This is the official implementation of InstructBLIP paper. InstructBLIP proposes a new vision-language instruction-tuning framework using BLIP-2 models, achieving state-of-the-art zero-shot generalization performance on a wide range of vision-language tasks.
git clone https://github.com/salesforce/LAVIS.git
cd LAVIS
pip install -e .
We will soon support installing InstructBLIP with PyPI
# ==================================================
# Architectures Types
# ==================================================
# blip2_vicuna_instruct vicuna7b, vicuna13b
# blip2_t5_instruct flant5xl, flant5xxl
InstructBLIP uses frozen Vicuna 7B and 13B models. Please first follow the instructions to prepare Vicuna v1.1 weights.
Then modify the llm_model
in the Model Config to the folder that contains Vicuna weights.
We first load a sample image from local.
import torch
from PIL import Image
# setup device to use
device = torch.device("cuda") if torch.cuda.is_available() else "cpu"
# load sample image
raw_image = Image.open("../../docs/_static/Confusing-Pictures.jpg").convert("RGB")
display(raw_image.resize((596, 437)))
Then we load a InstructBLIP model with its preprocessors (transforms).
from lavis.models import load_model_and_preprocess
# loads InstructBLIP model
model, vis_processors, _ = load_model_and_preprocess(name="blip2_vicuna_instruct", model_type="vicuna7b", is_eval=True, device=device)

▸ DATA:
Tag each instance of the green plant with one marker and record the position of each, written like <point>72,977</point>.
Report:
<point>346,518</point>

▸ TASKS TO COMPLETE:
a - According to the InstructBLIP page, which version of the Vicuna weights has to be prepared?
b - Repeat the part of the InstructBLIP page between "We will soon" and "contains Vicuna weights.", inclusive.
c - Condense the paragraph of the InstructBLIP page that begins "This is the official implementation" into one shorter sentence that keeps its main facts.
Nothing in the listing is needed here.

▸ OUTPUTS BY TASK:
a - Vicuna v1.1 weights.

b -
We will soon support installing InstructBLIP with PyPI
# ==================================================
# Architectures Types
# ==================================================
# blip2_vicuna_instruct vicuna7b, vicuna13b
# blip2_t5_instruct flant5xl, flant5xxl
InstructBLIP uses frozen Vicuna 7B and 13B models. Please first follow the instructions to prepare Vicuna v1.1 weights.
Then modify the llm_model
in the Model Config to the folder that contains Vicuna weights.

c - This is the official InstructBLIP implementation, a vision-language instruction-tuning framework built on BLIP-2 models that achieves state-of-the-art zero-shot generalization across many vision-language tasks.